Output every line of the data below as a JSON list of strings, one string per line, and leave out any blank lines.

**Pointing entries for labeled objects:**

**********

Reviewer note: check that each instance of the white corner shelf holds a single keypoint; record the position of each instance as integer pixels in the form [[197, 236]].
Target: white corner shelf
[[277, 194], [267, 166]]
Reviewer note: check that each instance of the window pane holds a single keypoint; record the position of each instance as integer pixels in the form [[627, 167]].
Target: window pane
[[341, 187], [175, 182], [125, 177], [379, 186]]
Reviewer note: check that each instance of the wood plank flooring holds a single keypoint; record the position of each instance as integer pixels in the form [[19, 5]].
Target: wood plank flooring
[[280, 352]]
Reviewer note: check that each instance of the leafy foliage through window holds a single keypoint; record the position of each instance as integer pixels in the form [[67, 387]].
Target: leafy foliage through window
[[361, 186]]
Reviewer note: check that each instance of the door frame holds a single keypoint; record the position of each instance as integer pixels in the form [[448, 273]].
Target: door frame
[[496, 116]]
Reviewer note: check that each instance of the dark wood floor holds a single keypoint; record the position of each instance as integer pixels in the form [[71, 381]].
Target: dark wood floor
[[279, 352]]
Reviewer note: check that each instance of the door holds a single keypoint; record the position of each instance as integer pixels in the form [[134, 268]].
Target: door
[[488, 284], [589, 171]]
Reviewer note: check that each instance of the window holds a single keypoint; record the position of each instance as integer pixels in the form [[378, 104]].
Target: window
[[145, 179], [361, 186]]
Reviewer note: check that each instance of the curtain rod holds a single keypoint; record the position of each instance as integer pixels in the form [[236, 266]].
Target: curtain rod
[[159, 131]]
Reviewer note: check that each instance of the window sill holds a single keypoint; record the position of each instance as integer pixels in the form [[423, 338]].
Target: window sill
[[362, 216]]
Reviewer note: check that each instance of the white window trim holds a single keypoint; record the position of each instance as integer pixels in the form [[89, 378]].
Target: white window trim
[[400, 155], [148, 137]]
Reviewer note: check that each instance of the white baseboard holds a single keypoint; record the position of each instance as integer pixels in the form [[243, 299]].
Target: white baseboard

**********

**Complete output:**
[
  "Reviewer note: check that each instance of the white corner shelf holds a single keypoint; record the position of each instance as integer pixels in the form [[197, 236]].",
  "Target: white corner shelf",
  "[[277, 194], [267, 166]]",
  "Reviewer note: check that each instance of the window pane holds a single keypoint; record the position of each instance as integer pixels in the form [[627, 167]].",
  "Target: window pane",
  "[[341, 187], [175, 182], [125, 177], [379, 186]]",
  "Reviewer note: check that each instance of the wood plank flooring holds a single keypoint; record the position of each instance as integer pixels in the form [[19, 5]].",
  "Target: wood plank flooring",
  "[[280, 352]]",
  "Reviewer note: check that each instance of the leafy foliage through window holds a single keypoint; record the position of each instance as integer pixels in the form [[67, 387]].",
  "Target: leafy foliage through window",
  "[[361, 186]]",
  "Reviewer note: check that each instance of the door frame holds a single keypoint; record the position of each instance as integer pixels in the form [[448, 273]].",
  "Target: door frame",
  "[[496, 116]]",
  "Reviewer note: check that each instance of the dark wood floor holds a single keypoint; record the position of each instance as integer pixels in the form [[71, 381]].",
  "Target: dark wood floor",
  "[[279, 352]]",
  "Reviewer note: check that each instance of the door holds a single keypoint; record the position of each instance as integer pixels in the form [[134, 268]].",
  "Target: door",
  "[[488, 284], [589, 171]]",
  "Reviewer note: check that each instance of the window holds a single keypoint; record the position of each instance as integer pixels in the form [[378, 104]].",
  "Target: window",
  "[[145, 179], [361, 186]]",
  "Reviewer note: check that each instance of the curtain rod holds a single keypoint; record the position of each instance as integer pixels in the form [[236, 266]].",
  "Target: curtain rod",
  "[[159, 131]]",
  "Reviewer note: check that each instance of the window sill holds a single keypoint; record the position of each instance as integer pixels in the form [[423, 338]].",
  "Target: window sill",
  "[[362, 216]]",
  "Reviewer note: check that each instance of the white window trim holds a single keypoint; record the position of each instance as integer pixels in the form [[89, 378]].",
  "Target: white window trim",
  "[[400, 155], [148, 137]]",
  "Reviewer note: check that each instance of the white baseboard holds a single keypoint; record the position of each instance as integer pixels in the form [[243, 299]].",
  "Target: white baseboard"
]